--- Gegevensfragment ---

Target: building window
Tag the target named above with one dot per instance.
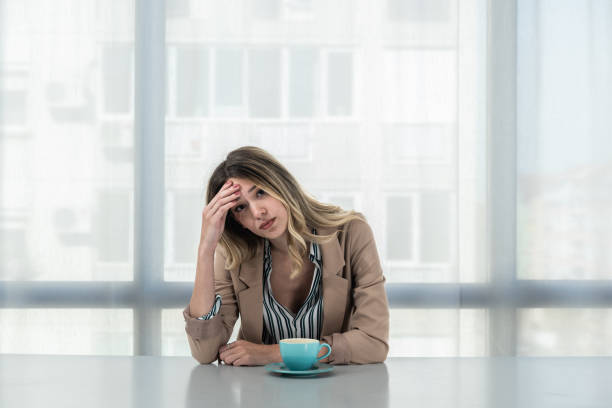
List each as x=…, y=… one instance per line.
x=303, y=81
x=228, y=80
x=264, y=83
x=339, y=84
x=418, y=11
x=114, y=226
x=192, y=87
x=185, y=205
x=117, y=74
x=434, y=227
x=400, y=228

---

- Te voltooien opdracht
Orden alle gegevens hierboven als een JSON-lijst van strings, met voor elke regel één string en zonder lege regels. Neem de afbeeldingen niet op.

- Uitvoer oefening
[
  "Target: building window",
  "Tag the target named above with one dot per instance.",
  "List each as x=…, y=… one instance per line.",
  "x=303, y=81",
  "x=228, y=80",
  "x=264, y=83",
  "x=339, y=84",
  "x=418, y=11",
  "x=114, y=226",
  "x=192, y=87",
  "x=185, y=205",
  "x=117, y=74",
  "x=434, y=227",
  "x=400, y=228"
]